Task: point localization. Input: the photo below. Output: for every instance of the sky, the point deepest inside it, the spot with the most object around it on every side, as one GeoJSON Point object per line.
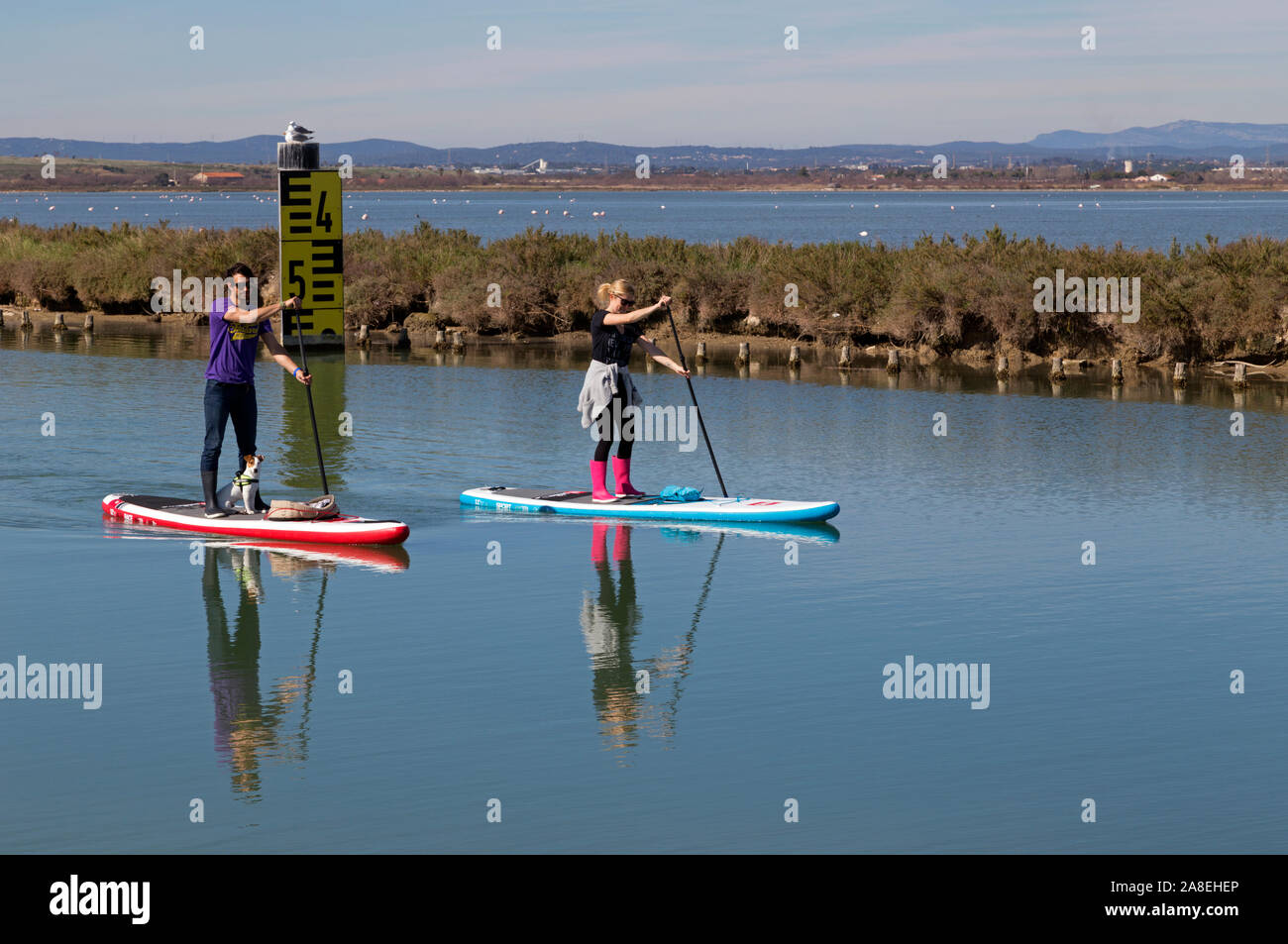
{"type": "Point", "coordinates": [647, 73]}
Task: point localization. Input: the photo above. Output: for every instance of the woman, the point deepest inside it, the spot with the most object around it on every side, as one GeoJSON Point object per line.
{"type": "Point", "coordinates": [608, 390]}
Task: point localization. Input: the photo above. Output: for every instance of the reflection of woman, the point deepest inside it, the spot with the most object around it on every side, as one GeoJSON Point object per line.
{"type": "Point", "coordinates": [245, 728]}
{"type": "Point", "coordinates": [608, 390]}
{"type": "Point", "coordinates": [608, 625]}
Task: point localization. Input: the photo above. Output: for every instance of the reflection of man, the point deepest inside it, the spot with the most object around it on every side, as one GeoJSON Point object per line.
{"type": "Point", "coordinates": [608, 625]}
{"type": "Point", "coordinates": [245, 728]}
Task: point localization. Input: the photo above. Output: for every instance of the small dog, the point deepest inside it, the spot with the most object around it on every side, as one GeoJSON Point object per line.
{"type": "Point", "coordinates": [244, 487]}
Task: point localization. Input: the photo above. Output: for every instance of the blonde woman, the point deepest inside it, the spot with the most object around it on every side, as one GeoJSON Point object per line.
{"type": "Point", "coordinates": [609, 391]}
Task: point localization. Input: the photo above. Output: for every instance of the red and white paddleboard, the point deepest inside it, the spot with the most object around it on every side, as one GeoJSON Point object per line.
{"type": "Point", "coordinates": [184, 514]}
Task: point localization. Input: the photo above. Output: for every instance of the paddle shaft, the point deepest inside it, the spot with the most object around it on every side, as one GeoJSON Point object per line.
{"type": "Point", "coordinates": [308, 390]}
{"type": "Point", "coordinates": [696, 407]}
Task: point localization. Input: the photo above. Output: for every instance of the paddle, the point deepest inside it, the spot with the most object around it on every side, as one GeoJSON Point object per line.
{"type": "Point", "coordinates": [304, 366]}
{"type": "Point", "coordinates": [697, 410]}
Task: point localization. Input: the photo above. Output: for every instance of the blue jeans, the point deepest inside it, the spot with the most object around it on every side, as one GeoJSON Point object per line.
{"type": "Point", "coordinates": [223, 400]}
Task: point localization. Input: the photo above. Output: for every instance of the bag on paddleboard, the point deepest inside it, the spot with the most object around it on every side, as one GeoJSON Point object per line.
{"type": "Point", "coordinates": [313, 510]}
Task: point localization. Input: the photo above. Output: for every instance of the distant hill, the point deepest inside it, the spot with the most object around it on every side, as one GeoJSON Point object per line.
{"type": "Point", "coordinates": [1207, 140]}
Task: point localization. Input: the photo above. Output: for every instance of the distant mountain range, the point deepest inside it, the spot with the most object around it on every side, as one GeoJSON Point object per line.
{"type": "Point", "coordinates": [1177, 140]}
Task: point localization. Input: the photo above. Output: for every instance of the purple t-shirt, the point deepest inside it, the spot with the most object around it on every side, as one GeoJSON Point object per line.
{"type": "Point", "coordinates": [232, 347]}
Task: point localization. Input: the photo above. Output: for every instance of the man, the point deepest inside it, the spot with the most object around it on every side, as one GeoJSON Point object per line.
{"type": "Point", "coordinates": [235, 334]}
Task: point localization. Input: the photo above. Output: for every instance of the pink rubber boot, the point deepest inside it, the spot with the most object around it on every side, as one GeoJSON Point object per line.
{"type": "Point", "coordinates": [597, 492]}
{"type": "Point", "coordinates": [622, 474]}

+ + +

### To be done
Repeat verbatim all the material, but not the pictures.

### Full solution
Task: point localization. Input: the photo below. Output: for every instance of the sky, the point deepest inside it, the spot with the most object around it on every side, as one GeoJSON Point object per line.
{"type": "Point", "coordinates": [647, 73]}
Task: point localization. Input: the photo above. Output: for every instance of the woman, the point deepest inside it, the spot with the most object around it on every side, as one GeoJSON Point object per line.
{"type": "Point", "coordinates": [608, 390]}
Task: point localization. Input: the photo above. Output: for every instance of the reflection of woman, the point deepest inside it, the spot with the most object around it on every side, as one GeoJSON Point object per line.
{"type": "Point", "coordinates": [245, 728]}
{"type": "Point", "coordinates": [608, 390]}
{"type": "Point", "coordinates": [608, 625]}
Task: point localization. Input: the photo above. Output: for every instance of the reflection of man, the point deepest inside it, the spot with the most object around it on every side, as one GeoJSON Point object per line.
{"type": "Point", "coordinates": [608, 625]}
{"type": "Point", "coordinates": [245, 728]}
Task: point localization. Input: the photo above. Output: for every instance of the small dog, the point deepest inside it, the spot with the most object around it on every side, as one GeoJSON Point object per line.
{"type": "Point", "coordinates": [244, 487]}
Task: point localization. Input: the photo above. Output: for every instance of the blonde woman, the point deepest inside it, the spot with the most object around it on every side, as one GeoJSON Point object per line.
{"type": "Point", "coordinates": [609, 391]}
Task: point localization. Input: the photo above. Output: for every instance of the red and white paddleboard, the point deepest inside it, the spot with the most object around it on every side, as one GeoJSON Point object per line.
{"type": "Point", "coordinates": [184, 514]}
Task: point localization. Input: the photo above. Output: for every instance of the paddle shaft, the point deepest inside it, the spot with the most object around it on every side, as one GeoJSON Point object per line.
{"type": "Point", "coordinates": [308, 390]}
{"type": "Point", "coordinates": [696, 407]}
Task: point localization. Input: the photo above. Output: for every instance of the paddle, the point deepest inside it, the spot with the most object around it on every side, as one GeoJSON Point object per line.
{"type": "Point", "coordinates": [304, 366]}
{"type": "Point", "coordinates": [697, 410]}
Task: point localization. Input: the photo above. Output: for every instance of the blue jeans, the point deepest inside it, the spot with the most object around it on every side, as one GeoJSON Point object per line.
{"type": "Point", "coordinates": [223, 400]}
Task: point localization. Input: the photo above. Output: for every instance of the bag on paddleboard, the point deepest inside it, the spot with the most object around it on every side, as one GeoJSON Point object per line.
{"type": "Point", "coordinates": [313, 510]}
Task: point localization. Input: the photo above. Output: for every instance of the distant hill, the point deepest inside it, the spot with the most object around it on every side, as one GeoJSON Point object per line.
{"type": "Point", "coordinates": [1207, 140]}
Task: point localization. Input: the photo above. Output: for every instance of the distant mountain range, the point deepest inside it, the spot with the most object around it on every side, as one GeoJSON Point object per line.
{"type": "Point", "coordinates": [1177, 140]}
Task: point localization. Input: the photo above. Output: for every instance of the purple t-shirt, the point deepest inside it, the spot with the most object around it on every side, as one GeoJSON Point object per line.
{"type": "Point", "coordinates": [232, 347]}
Task: point localization. Input: the photo above. Output: for every instance of the man, the point deepest inside it, the spot with the most object around it on every side, as one GeoJSON Point object per line.
{"type": "Point", "coordinates": [235, 334]}
Task: point localization. Input: the photo above. Output: for every instance of the pink rubber boot, the point deepest inside it, the spot with the most object around it on every side, as one GeoJSON Point object per line.
{"type": "Point", "coordinates": [597, 492]}
{"type": "Point", "coordinates": [622, 474]}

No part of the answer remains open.